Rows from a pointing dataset
— BEGIN —

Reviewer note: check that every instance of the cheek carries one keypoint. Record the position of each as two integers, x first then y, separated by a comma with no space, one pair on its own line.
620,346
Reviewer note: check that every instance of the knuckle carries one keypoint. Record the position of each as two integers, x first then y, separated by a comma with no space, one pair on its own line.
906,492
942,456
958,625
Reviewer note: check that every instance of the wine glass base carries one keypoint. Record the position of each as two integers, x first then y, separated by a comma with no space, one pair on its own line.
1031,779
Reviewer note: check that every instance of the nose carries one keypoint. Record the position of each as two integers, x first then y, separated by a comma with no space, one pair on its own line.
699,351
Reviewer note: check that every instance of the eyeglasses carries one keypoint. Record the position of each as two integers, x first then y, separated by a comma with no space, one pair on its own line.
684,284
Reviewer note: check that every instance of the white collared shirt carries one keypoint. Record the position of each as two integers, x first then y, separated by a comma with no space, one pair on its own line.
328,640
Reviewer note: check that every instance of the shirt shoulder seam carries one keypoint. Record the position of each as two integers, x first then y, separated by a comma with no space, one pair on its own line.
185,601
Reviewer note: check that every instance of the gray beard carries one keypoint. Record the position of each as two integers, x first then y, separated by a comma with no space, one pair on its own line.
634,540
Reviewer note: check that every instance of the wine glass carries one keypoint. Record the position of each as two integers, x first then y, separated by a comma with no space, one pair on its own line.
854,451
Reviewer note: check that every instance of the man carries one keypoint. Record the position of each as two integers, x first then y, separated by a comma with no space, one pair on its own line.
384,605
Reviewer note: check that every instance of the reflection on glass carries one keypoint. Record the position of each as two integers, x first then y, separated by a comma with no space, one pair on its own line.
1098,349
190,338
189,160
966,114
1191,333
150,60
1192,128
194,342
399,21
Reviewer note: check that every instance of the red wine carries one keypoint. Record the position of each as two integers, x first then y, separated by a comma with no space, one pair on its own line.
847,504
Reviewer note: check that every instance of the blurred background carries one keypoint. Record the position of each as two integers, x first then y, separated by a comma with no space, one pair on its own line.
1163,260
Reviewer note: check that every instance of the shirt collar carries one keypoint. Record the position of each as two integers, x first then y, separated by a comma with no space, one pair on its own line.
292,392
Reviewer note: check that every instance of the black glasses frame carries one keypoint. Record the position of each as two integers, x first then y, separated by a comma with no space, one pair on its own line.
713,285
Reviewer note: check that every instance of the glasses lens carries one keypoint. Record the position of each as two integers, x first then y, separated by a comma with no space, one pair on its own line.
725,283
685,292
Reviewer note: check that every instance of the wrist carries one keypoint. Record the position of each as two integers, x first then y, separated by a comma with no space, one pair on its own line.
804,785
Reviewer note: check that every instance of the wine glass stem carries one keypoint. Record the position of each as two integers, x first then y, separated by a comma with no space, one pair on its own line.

— END —

▶ Work instructions: Repeat the preceding lines exactly, please, every one of them.

▶ Output:
Reviewer note: check that every instance of the cheek carries one keypoint. Record the position of each as two integers, x first then y, separated by a comma with no space, one pair on its own line.
620,346
Reviewer note: check that every instance of the knuckle carries one keypoint. Record the position of each as two integers, x first then y, separated by a comma with no space, one pair on its own line.
906,492
942,456
958,625
Reviewer note: check that every instance of the wine glass base carries one keypoint. Record the position of each as two integers, x first then y, separated by a comma with no space, one pair on its own line.
1031,779
Reviewer note: check that every instance of the nose carries one keypoint. Record the position of each as two integers, x first then y, separated by a comma with no space, one pair on its own line.
699,351
Reviewer note: check that every instance of the eyeglasses carries one keypoint. Record the position of each as two integers, x first then y, separated by a comma with no space, one pair on its own line.
684,284
Reviewer note: check that every instance of the white collared shirt carries one keypoint. Record the position of each as two integers, x first then y, separated by a comma with no space, one pair on its own line.
328,640
Reviewer note: check that every instance of the shirt shoulder seam carries one keypoint. Record the position of each as two integers, x first then y, separated by a comma with no space, one pair on its own line.
185,601
Reviewer note: check that every instance of the gray beard carries one keypoint. Record the position of each as two integers, x first then y, separated by a comma with no space, one pair on its own line.
634,540
Reviewer note: check that every instance of the wine glass carries one keypoint. Record the position of each as two integers, x first then y, separated by a comma with no space, one pair on its own line.
854,451
Reviewer note: check that every instance of the man carries one keypoint. Record the position of each as two integers, x first then y, separated by a comma with no space, one pair on its own line.
384,605
Reviewer note: check that every instance of the reflection on glass carries one keypoint. Record the position of each as two integers, x first then y, separated by a comma with no space, one pair on its own line.
1098,349
190,338
189,160
966,114
1191,333
150,60
1192,128
194,342
399,21
Reviewer note: check that every instance of the red wine carries one keypoint. Record the position of each as two integers, x first then y, separated by a comma with no space, one pair on its own line.
847,504
Reviewer note: check that every instance of the blurred background carries one keypoint. Record the position of each as two integers, x first then y, separated by a comma with no space, one pair on its own line.
1163,260
Reviewer note: check that every instance of the shirt collar carries one keypoint. Record the position of each as two integers, x first then y, separated by a comma with no space, one pair on its own line.
292,392
Reviewer note: check that every instance of the black glasses frame carries one keypoint. Record the position of each as two integers, x first then y, separated by a comma with no space, one pair on its own line.
713,285
Reviewer note: check that every instance of the glasses lens carries one keypoint. Record the position of each as two integers, x first then y, separated by a comma with no space, one pair on its own line.
725,283
685,292
Reviewer note: check that every instance of the wrist carries one keypoint. Record the position of each as two integers, x first then y, separated by a comma with no space, one pair on its own line.
804,785
Reviewer note: check that every instance of the wine glass stem carries one keypoint. Record the position of each as two integers, x first then y, separated by a comma with no space, one pair on its own line.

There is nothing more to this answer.